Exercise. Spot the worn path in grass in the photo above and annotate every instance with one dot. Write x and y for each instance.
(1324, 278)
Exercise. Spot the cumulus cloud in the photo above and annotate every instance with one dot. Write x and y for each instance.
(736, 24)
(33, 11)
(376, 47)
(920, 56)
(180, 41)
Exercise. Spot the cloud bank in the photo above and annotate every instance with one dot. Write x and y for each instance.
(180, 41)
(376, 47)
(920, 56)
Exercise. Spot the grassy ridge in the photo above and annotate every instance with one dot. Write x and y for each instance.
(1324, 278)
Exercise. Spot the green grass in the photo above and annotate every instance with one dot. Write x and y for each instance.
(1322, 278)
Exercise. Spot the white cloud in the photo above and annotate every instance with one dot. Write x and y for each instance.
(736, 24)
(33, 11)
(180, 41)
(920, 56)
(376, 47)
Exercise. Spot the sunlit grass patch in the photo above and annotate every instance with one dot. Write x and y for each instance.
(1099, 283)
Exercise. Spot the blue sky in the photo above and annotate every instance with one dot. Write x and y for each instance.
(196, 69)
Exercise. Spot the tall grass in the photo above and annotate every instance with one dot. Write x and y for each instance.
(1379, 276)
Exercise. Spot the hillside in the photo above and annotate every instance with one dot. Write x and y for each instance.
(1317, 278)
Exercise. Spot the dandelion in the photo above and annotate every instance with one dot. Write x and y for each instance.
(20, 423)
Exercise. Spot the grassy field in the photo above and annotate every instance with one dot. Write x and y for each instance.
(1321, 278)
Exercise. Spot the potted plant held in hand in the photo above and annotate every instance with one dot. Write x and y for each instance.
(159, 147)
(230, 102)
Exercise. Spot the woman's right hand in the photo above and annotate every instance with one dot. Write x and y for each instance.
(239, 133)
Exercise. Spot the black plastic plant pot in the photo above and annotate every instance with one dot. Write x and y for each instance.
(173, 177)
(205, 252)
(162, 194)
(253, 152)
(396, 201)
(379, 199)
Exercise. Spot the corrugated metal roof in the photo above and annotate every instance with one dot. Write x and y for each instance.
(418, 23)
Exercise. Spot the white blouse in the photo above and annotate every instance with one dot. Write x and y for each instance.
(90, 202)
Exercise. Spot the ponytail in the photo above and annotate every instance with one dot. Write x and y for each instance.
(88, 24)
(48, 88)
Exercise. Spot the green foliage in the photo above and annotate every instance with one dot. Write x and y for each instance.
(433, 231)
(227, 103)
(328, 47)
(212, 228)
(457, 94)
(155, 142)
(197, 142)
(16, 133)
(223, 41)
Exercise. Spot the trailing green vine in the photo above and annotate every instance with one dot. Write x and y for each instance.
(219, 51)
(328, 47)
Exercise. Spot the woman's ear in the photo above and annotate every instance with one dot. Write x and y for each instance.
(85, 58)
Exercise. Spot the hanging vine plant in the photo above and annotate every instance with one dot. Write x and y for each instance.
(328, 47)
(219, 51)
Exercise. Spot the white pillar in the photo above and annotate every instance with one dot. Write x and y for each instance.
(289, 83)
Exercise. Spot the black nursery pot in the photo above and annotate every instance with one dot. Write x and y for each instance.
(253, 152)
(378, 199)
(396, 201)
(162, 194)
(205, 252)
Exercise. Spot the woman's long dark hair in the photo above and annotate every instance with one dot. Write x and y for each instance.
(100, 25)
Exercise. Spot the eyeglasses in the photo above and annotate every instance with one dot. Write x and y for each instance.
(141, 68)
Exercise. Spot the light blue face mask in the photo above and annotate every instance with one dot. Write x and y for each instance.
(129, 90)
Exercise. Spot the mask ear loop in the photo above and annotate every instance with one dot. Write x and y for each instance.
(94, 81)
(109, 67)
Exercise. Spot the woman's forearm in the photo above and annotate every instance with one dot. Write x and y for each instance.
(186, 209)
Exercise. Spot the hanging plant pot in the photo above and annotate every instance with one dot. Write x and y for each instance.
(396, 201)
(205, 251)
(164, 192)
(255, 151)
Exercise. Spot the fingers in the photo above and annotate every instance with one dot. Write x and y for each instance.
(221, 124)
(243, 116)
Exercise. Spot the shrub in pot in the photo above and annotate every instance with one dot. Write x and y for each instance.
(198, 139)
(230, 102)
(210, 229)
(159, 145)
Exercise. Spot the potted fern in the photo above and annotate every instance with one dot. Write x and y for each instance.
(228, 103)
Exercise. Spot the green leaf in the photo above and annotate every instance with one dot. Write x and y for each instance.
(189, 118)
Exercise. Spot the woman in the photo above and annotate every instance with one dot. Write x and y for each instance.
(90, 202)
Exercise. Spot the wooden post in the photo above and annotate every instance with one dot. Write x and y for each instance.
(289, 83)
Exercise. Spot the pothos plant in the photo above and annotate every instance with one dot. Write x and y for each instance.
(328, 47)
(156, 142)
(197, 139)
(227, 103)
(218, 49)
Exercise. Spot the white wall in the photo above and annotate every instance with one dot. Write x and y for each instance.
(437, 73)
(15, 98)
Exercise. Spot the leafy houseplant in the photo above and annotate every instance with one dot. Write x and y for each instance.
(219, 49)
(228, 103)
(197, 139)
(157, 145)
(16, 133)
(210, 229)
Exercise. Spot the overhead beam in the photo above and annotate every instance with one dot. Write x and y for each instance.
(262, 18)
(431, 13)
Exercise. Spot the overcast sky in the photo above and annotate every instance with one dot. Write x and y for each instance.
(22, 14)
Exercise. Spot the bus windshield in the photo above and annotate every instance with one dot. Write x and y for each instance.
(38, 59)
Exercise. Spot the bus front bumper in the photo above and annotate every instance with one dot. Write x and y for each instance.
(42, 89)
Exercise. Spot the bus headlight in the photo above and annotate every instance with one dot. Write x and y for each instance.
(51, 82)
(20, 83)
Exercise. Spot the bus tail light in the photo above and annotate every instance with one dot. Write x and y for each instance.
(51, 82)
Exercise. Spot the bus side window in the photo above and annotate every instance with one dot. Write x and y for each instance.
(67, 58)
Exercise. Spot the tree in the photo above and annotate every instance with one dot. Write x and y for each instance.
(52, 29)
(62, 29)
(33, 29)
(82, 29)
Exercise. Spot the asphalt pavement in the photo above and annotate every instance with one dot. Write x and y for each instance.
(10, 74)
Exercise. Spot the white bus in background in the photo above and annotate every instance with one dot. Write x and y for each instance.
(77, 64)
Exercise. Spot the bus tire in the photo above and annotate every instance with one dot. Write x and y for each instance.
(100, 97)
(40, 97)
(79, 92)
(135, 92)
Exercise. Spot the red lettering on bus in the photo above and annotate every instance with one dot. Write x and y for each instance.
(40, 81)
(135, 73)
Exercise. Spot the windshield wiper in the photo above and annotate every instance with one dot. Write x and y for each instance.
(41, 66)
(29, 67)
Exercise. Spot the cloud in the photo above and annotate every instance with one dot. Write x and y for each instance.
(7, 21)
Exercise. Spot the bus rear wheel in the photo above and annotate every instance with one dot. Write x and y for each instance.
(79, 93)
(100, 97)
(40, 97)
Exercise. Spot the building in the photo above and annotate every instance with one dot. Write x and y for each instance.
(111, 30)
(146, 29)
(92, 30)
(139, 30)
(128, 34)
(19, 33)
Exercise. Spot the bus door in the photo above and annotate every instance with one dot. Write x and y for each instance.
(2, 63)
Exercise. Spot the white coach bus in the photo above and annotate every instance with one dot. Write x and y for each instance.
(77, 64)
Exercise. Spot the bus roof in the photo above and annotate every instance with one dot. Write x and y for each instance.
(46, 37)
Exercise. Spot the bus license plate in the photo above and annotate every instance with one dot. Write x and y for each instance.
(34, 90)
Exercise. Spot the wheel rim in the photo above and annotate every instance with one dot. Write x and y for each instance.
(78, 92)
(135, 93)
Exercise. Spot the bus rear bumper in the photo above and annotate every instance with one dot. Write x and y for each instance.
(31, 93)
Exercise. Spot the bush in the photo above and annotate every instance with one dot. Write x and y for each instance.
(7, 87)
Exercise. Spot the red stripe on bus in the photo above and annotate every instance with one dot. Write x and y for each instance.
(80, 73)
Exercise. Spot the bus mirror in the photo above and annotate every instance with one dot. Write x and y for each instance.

--------

» Action item: Taking the line that contains "Exercise. Spot the bush" as the starting point, copy every line through the end of the listing exactly, and write nothing further.

» Expected output:
Exercise. Spot the bush in the photo above and annotate every instance with one dot. Write x and y for each instance.
(7, 87)
Exercise. Spot the red stripe on bus in the photo above and annotate every instance with one dot. Write x and y for each instance.
(80, 73)
Exercise. Spot the bus mirror in the photo above and annotate every instance with one dot. Write x and y for each instance.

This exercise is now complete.